Count the lines in the records below that contain the string "query", matching case exactly, and reply with that number alone.

—————

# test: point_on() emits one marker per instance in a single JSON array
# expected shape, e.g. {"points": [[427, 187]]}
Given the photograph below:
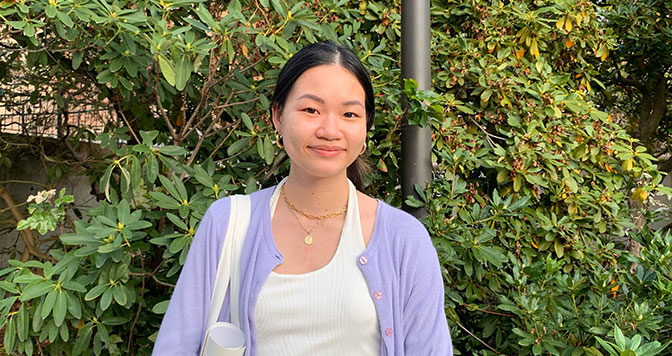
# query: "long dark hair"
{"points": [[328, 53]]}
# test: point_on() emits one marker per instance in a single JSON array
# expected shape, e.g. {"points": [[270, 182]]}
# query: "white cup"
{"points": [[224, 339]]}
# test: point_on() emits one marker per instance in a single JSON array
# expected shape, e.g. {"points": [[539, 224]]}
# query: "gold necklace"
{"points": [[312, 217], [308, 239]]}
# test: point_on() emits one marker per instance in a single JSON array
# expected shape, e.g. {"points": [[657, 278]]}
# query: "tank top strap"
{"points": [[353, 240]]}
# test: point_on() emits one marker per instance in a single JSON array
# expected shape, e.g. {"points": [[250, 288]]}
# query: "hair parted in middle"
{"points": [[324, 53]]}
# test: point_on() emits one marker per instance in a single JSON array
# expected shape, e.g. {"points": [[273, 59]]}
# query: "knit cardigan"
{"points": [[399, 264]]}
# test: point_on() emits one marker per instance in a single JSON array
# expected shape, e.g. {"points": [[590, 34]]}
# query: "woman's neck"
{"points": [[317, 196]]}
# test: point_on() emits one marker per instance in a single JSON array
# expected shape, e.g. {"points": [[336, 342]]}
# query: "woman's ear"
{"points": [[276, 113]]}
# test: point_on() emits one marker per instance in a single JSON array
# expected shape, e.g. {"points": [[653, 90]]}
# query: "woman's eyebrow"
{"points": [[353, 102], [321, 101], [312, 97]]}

—————

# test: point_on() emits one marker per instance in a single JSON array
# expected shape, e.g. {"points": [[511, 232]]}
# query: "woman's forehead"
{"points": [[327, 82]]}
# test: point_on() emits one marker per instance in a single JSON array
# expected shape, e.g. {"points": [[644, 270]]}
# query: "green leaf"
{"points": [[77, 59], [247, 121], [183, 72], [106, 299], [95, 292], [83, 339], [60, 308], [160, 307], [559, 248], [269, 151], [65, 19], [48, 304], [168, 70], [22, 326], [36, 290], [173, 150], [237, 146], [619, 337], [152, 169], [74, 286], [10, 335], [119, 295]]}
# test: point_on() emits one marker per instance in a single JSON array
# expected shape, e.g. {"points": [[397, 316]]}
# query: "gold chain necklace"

—————

**Full response**
12